*** DATASET ROWS ***
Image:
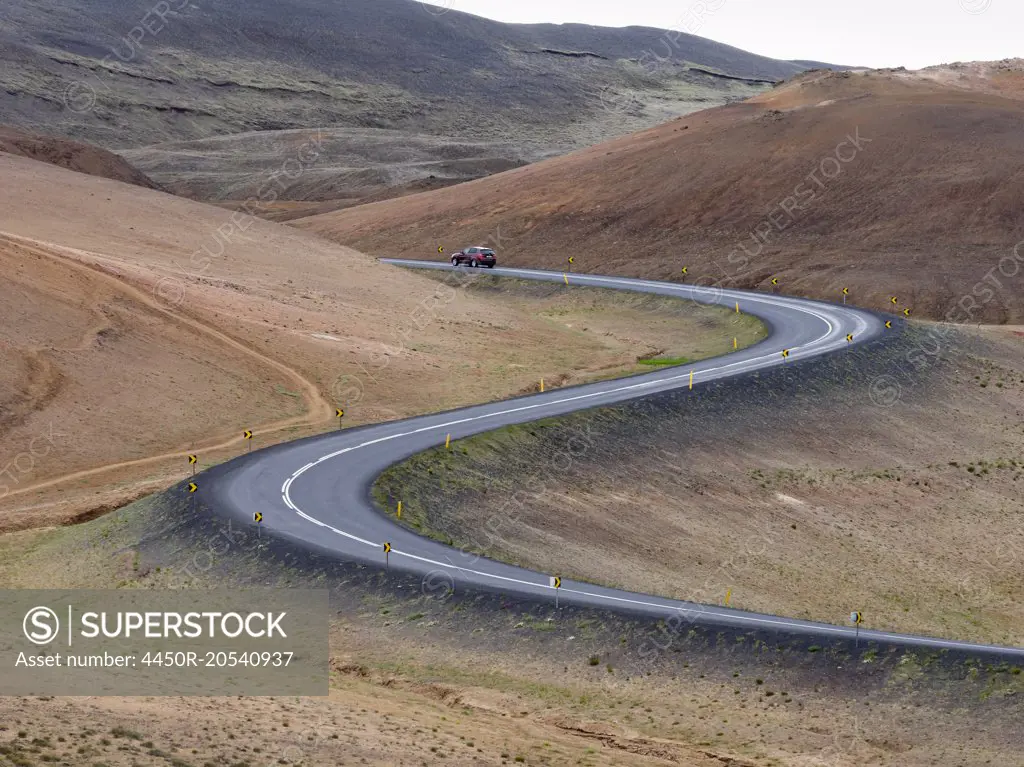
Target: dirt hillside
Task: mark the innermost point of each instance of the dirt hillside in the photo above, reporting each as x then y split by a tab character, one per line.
137	327
72	155
886	182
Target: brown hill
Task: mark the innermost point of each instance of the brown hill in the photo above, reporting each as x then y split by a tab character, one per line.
886	182
75	156
136	326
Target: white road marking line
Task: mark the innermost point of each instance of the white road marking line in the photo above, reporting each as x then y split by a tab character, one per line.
861	325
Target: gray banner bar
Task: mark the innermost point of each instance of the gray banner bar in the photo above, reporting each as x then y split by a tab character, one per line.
164	642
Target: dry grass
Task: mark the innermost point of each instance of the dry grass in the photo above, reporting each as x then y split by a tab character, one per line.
416	681
123	349
811	507
923	205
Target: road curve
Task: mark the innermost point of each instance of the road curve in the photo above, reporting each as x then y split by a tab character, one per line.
315	492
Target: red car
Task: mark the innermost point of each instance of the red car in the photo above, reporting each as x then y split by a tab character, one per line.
475	256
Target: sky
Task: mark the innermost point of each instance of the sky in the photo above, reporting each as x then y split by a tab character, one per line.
866	33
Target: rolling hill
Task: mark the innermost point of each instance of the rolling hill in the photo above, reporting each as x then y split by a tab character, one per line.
121	76
75	156
885	182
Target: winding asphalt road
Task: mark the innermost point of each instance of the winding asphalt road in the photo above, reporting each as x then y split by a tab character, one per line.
315	492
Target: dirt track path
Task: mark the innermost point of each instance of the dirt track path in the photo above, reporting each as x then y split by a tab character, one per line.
318	410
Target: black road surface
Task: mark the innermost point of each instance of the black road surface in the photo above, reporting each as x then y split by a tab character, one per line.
315	492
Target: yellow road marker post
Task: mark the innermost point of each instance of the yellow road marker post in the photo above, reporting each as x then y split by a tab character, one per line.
857	618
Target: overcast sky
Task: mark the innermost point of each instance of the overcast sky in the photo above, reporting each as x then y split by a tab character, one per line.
870	33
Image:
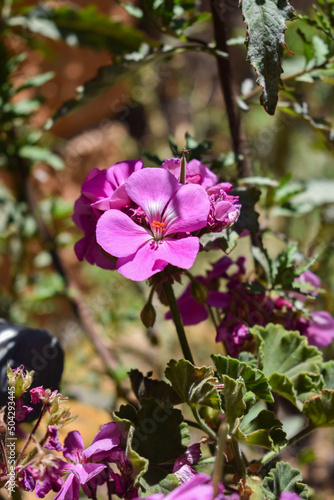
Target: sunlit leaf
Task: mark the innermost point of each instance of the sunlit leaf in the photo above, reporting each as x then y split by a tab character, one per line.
283	478
293	359
266	24
264	430
254	379
194	385
320	409
233	402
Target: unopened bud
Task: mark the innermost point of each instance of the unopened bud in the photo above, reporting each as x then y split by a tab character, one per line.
148	315
19	380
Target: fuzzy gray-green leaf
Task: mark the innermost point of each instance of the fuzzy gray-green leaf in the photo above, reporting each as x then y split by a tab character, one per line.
266	24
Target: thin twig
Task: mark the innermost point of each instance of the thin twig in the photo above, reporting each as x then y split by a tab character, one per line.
227	84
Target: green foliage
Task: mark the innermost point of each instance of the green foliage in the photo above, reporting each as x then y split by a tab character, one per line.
327	372
84	27
37	154
173	16
294	363
265	22
320	409
139	464
265	430
146	387
233	402
194	385
253	379
160	435
284	478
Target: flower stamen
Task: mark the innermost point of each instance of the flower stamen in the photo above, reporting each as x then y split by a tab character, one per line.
158	225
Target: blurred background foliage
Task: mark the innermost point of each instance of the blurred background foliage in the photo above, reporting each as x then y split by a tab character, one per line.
84	85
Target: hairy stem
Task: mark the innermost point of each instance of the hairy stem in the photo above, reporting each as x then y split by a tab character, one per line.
174	309
227	85
218	471
239	461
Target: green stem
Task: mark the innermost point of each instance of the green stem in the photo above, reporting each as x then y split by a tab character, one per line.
168	289
239	461
203	425
272	454
31	434
218	470
183	169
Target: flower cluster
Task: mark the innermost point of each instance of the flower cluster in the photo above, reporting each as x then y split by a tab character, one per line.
138	220
237	309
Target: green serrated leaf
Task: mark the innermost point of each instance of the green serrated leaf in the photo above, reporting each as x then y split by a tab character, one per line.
266	24
160	434
264	430
139	464
284	267
254	379
320	409
145	387
293	358
283	478
327	372
233	404
157	480
226	240
194	385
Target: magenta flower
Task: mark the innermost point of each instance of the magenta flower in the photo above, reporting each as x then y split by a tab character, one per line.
225	209
320	329
101	190
82	463
196	172
171	212
198	487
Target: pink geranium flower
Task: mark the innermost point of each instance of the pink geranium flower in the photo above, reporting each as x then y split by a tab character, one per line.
101	190
198	487
171	212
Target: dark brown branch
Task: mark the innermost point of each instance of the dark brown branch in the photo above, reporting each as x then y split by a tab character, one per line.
226	81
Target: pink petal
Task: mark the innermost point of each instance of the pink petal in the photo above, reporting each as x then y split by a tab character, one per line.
86	472
109	430
141	265
70	489
151	189
154	256
188	210
117	174
118	235
72	444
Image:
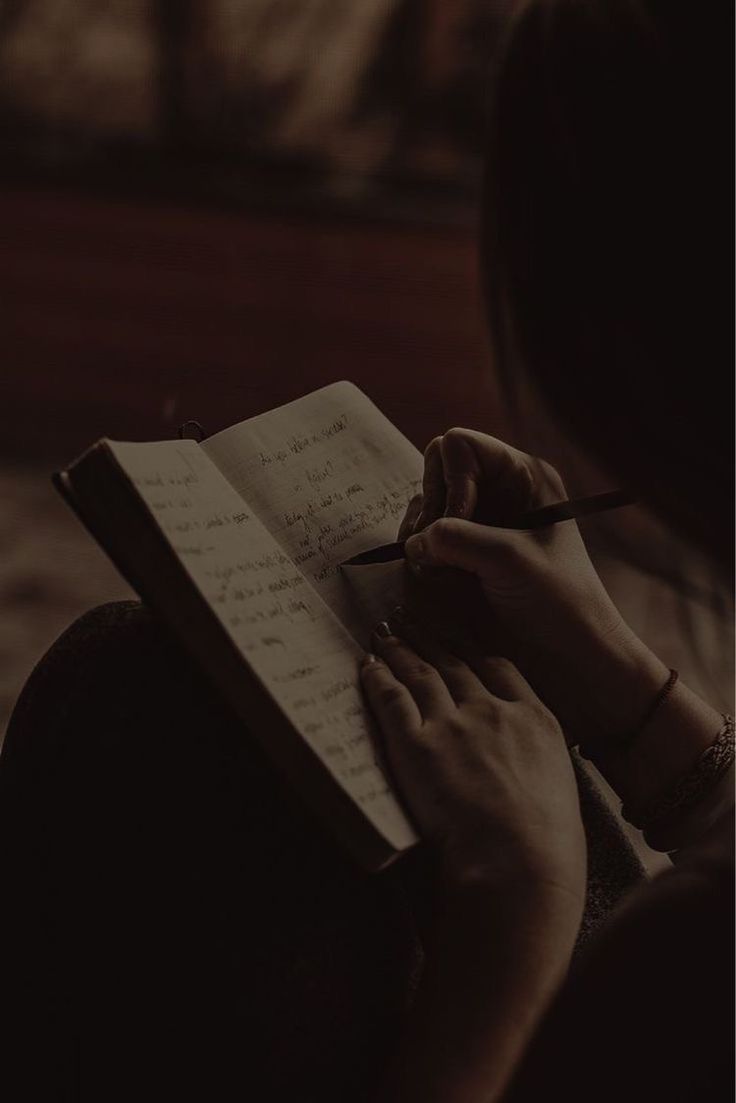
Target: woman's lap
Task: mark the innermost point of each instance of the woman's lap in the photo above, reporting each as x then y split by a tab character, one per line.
172	908
172	911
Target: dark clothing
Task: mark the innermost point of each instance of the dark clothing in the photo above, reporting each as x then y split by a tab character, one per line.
173	920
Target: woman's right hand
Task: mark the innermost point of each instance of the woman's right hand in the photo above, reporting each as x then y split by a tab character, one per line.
544	598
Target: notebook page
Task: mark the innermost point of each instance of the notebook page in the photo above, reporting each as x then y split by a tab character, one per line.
330	477
296	646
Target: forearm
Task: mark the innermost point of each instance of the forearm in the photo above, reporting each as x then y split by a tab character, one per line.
665	748
496	961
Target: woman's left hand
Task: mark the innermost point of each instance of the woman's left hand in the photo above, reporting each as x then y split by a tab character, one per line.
481	763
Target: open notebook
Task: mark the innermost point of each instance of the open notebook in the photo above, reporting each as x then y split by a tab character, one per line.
236	543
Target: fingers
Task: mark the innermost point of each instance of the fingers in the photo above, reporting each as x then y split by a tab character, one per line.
462	683
477	548
391	702
433	485
499	676
420	678
413	511
462	472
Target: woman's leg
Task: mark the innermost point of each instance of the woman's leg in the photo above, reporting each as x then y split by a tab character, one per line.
174	919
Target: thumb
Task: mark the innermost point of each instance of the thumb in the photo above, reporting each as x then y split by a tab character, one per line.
480	549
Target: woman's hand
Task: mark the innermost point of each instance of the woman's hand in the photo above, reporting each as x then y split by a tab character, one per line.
544	599
482	766
486	772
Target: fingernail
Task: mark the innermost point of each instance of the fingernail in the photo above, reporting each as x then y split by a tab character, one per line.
415	547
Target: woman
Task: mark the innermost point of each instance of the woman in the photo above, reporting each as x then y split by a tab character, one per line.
214	909
604	221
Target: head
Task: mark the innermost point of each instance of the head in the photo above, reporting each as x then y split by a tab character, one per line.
607	236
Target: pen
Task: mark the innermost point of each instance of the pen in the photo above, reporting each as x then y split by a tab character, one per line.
534	518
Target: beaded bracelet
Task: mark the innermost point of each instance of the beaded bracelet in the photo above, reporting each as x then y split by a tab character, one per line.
597	748
690	790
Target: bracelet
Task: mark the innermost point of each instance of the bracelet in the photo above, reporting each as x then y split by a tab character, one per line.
708	769
597	748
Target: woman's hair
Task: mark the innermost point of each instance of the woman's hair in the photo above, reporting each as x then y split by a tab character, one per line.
607	239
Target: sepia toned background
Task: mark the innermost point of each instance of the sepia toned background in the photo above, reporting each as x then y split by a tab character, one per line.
209	207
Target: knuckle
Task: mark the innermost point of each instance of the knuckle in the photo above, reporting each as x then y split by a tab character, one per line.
420	672
551	477
446	532
501	664
433	447
456	432
390	695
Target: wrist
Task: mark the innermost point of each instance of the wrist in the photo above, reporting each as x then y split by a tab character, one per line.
619	677
516	882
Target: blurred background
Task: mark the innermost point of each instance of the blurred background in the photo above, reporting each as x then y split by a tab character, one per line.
212	206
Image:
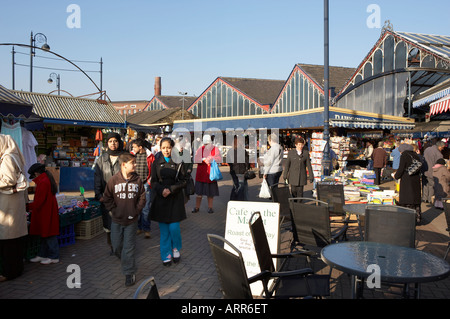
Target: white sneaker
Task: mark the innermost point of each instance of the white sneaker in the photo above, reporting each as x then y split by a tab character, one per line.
37	259
176	255
48	261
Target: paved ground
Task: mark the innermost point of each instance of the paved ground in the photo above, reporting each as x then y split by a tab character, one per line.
195	276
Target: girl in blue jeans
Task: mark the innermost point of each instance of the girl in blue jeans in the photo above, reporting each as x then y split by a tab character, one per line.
168	181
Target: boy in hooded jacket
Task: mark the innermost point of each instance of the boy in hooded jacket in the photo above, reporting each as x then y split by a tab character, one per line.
124	198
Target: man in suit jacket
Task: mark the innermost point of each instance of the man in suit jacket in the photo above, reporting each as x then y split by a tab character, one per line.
295	169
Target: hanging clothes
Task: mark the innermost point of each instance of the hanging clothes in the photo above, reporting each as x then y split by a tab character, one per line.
28	149
15	131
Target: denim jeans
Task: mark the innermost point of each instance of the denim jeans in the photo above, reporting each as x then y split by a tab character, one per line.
273	179
49	247
123	239
144	221
170	238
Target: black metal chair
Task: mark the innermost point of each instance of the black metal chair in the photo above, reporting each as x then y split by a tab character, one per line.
390	224
233	276
293	283
230	268
333	194
147	290
311	219
280	194
447	218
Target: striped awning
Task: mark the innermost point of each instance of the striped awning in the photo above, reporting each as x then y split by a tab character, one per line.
73	111
384	125
12	105
440	106
432	97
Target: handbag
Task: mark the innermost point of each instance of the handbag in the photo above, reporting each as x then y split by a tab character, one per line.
190	187
264	191
414	167
214	173
21	183
249	175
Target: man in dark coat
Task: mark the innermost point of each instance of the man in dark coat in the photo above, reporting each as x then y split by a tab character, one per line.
297	162
410	188
379	161
431	155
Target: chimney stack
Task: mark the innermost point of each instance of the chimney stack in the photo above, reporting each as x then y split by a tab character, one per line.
157	86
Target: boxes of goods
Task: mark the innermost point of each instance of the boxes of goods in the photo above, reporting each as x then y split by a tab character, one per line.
87	229
66	235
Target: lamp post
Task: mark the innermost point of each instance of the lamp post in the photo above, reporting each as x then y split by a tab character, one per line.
58	81
37	38
183	99
326	163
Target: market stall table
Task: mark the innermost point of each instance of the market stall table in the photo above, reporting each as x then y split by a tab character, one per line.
397	264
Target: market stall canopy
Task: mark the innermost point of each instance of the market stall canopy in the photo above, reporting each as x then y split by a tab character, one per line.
151	121
13	105
440	106
309	119
56	109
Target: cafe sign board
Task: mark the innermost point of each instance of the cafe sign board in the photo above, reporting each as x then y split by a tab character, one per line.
237	231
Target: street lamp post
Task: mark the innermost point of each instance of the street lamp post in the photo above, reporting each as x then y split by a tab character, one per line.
58	81
326	162
37	38
183	99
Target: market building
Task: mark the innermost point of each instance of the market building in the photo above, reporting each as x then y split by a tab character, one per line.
67	132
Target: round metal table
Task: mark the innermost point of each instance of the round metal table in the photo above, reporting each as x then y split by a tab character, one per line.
396	264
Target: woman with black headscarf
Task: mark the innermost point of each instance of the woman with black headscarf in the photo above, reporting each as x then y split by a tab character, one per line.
107	165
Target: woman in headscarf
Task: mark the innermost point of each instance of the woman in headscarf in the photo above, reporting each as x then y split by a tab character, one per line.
13	216
410	187
44	214
107	165
203	185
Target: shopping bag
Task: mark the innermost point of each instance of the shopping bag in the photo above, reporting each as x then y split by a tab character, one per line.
214	173
190	186
265	191
22	183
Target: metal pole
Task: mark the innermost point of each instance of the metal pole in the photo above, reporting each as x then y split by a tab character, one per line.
13	71
101	77
58	79
326	163
409	95
31	62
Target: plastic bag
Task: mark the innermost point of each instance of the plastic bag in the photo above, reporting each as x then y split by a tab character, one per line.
214	173
265	191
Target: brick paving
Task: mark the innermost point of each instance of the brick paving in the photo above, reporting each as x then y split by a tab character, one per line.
195	276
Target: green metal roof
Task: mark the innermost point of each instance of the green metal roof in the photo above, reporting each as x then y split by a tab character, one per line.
71	109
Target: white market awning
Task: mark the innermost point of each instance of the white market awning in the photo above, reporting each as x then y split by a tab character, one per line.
372	124
440	106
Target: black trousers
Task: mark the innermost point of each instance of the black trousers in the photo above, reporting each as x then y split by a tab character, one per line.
11	257
378	175
297	191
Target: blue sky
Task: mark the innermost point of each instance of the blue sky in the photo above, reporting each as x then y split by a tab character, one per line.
189	43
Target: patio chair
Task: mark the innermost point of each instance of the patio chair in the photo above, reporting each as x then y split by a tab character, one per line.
333	194
147	290
390	224
233	276
311	219
447	218
281	194
293	283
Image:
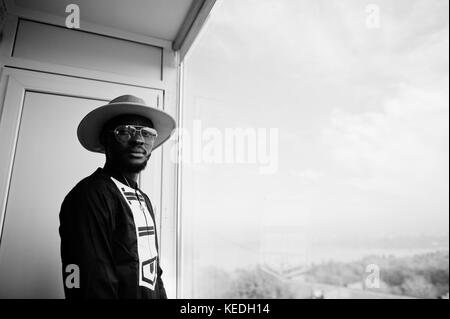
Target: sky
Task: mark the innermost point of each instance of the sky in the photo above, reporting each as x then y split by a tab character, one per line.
***
> [YOUR GOAL]: Beginning at the line that contains "Target: shopping bag", retype each line of the data above through the very last one. Do not retype the pictures.

> [EXERCISE ANSWER]:
Target: shopping bag
Task: mark the innermost point of each instance of the shopping bag in the photo above, reporting each as x then y split by a tab character, one per line.
214	173
190	186
265	191
22	183
Target: metal pole
Task: mark the innermost point of each instance of the metal pole in the photo above, reporting each as x then y split by a tab character, one per line.
13	71
101	77
58	79
326	163
409	95
31	62
Target: plastic bag
Task: mark the innermost point of each instance of the plastic bag in the photo above, reporting each as x then y split by a tab character, one per line.
214	173
265	191
Target: brick paving
Task: mark the innermost point of each instance of the brick paving in the photo above, reporting each as x then y split by a tab character, one per line.
195	276
Target: green metal roof
Task: mark the innermost point of each instance of the green metal roof in the photo above, reporting each as x then y split by a tab character, one per line.
71	109
Target: white market awning
Task: mark the innermost point of each instance of the white market awning in the photo above, reporting each as x then y split by a tab character, one per line.
372	124
440	106
Target: black trousers
Task: mark the innermost point of each instance of the black trousers in the photo above, reporting each as x then y split by a tab character, one per line.
11	257
378	175
297	191
Target: blue sky
Task: mark the innermost point of each instance of the blue sky in the photo above, reporting each as x then y split by a tab character, one per line.
189	43
Target: patio chair
Task: mark the innermost point of each instance of the patio chair in the photo above, reporting each as x then y split by a tab character, one per line.
333	194
147	290
390	224
233	276
311	219
447	218
281	194
293	283
Image:
Target: sky
Task: mark the innermost point of each instance of the sky in the photo above, reporting each as x then y split by a tab character, one per line.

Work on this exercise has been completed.